Region labeling rows
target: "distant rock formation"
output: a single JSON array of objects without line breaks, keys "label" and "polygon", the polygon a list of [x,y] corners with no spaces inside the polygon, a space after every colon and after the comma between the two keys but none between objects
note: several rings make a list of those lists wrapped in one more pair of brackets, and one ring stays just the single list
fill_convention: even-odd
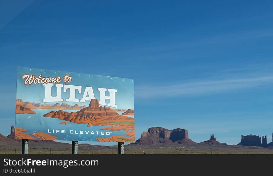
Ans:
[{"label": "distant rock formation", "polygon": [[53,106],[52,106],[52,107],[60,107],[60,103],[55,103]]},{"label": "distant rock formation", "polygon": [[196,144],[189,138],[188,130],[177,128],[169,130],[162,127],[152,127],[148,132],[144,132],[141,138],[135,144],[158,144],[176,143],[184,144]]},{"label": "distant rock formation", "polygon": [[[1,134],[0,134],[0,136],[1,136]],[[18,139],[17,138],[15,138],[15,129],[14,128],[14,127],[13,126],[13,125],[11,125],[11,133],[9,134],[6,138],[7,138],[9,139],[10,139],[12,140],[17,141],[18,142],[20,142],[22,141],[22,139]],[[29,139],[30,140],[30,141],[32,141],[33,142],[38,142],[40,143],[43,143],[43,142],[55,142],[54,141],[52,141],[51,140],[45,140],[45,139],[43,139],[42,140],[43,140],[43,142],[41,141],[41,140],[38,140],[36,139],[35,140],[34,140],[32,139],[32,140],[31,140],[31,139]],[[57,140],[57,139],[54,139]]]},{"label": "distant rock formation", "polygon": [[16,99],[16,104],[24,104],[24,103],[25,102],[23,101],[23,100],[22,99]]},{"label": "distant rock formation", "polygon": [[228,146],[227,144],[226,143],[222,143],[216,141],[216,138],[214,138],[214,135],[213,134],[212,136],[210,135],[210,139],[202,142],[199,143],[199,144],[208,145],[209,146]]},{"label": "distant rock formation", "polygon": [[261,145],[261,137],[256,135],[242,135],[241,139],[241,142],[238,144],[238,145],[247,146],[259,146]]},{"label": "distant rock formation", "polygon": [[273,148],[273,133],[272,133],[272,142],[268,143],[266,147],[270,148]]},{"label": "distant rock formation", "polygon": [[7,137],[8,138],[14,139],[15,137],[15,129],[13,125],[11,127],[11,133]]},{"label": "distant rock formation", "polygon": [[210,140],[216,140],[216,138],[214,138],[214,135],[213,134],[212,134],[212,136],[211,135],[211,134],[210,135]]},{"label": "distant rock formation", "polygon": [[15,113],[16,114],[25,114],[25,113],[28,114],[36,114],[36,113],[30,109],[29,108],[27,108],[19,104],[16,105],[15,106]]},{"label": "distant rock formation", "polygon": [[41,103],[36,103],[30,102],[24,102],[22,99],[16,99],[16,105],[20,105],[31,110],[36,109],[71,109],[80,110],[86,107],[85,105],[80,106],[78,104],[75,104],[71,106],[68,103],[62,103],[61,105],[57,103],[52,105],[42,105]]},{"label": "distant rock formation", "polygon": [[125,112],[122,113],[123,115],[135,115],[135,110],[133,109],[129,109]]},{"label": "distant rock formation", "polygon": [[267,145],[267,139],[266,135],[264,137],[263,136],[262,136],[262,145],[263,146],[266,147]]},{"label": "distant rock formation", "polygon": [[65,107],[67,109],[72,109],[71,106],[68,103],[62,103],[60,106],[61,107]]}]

(Exercise task):
Can you copy every row above word for word, leaving the pictures out of your answer?

(Written solution):
target: "distant rock formation"
output: a single JSON array of objects without line breaks, keys "label" and "polygon", the polygon a list of [x,y] corners with no spaces inside the polygon, a space after every colon and after the comma between the two keys but none between objects
note: several rings make a list of those lists wrapped in one more pair of brackets, and one ring stays just the single list
fill_convention: even-odd
Ans:
[{"label": "distant rock formation", "polygon": [[53,106],[52,106],[52,107],[60,107],[60,103],[55,103]]},{"label": "distant rock formation", "polygon": [[196,144],[189,138],[188,130],[177,128],[169,130],[162,127],[152,127],[148,132],[144,132],[141,138],[135,144],[158,144],[176,143],[184,144]]},{"label": "distant rock formation", "polygon": [[[1,134],[0,134],[0,136],[1,136]],[[18,139],[17,138],[15,138],[15,129],[14,128],[14,127],[13,126],[13,125],[11,125],[11,133],[9,134],[6,138],[7,138],[9,139],[10,139],[12,140],[17,141],[18,142],[20,142],[22,141],[22,139]],[[29,139],[30,140],[30,141],[32,141],[33,142],[38,142],[40,143],[43,143],[43,142],[55,142],[54,141],[52,141],[51,140],[45,140],[45,139],[43,139],[42,140],[43,140],[43,142],[41,141],[41,140],[38,140],[36,139],[35,140],[34,140],[32,139],[32,140],[31,140],[31,139]],[[57,140],[57,139],[54,139]]]},{"label": "distant rock formation", "polygon": [[16,99],[16,104],[24,104],[24,103],[25,102],[23,101],[23,100],[22,99]]},{"label": "distant rock formation", "polygon": [[228,146],[227,144],[226,143],[222,143],[216,141],[216,138],[214,138],[214,135],[213,134],[212,136],[210,135],[210,139],[202,142],[199,143],[199,144],[208,145],[209,146]]},{"label": "distant rock formation", "polygon": [[261,145],[261,137],[256,135],[242,135],[241,139],[241,142],[238,144],[238,145],[247,146],[259,146]]},{"label": "distant rock formation", "polygon": [[273,148],[273,133],[272,133],[272,142],[268,143],[266,147],[270,148]]},{"label": "distant rock formation", "polygon": [[7,137],[8,138],[14,139],[15,137],[15,129],[13,125],[11,127],[11,133]]},{"label": "distant rock formation", "polygon": [[210,140],[216,140],[216,138],[214,138],[214,135],[213,134],[212,134],[212,136],[211,135],[211,134],[210,135]]},{"label": "distant rock formation", "polygon": [[15,113],[16,114],[25,114],[25,113],[28,114],[36,114],[36,113],[30,109],[29,108],[27,108],[19,104],[16,105],[15,106]]},{"label": "distant rock formation", "polygon": [[41,103],[36,103],[30,102],[24,102],[22,99],[16,99],[16,105],[20,105],[31,110],[36,109],[71,109],[80,110],[86,107],[85,105],[80,106],[78,104],[75,104],[71,106],[68,103],[62,103],[61,105],[57,103],[52,105],[42,105]]},{"label": "distant rock formation", "polygon": [[125,112],[122,113],[123,115],[135,115],[135,110],[133,109],[129,109]]},{"label": "distant rock formation", "polygon": [[267,145],[267,139],[266,135],[264,137],[263,136],[262,136],[262,145],[263,146],[266,147]]},{"label": "distant rock formation", "polygon": [[65,107],[67,109],[72,109],[71,106],[68,103],[62,103],[60,106],[61,107]]}]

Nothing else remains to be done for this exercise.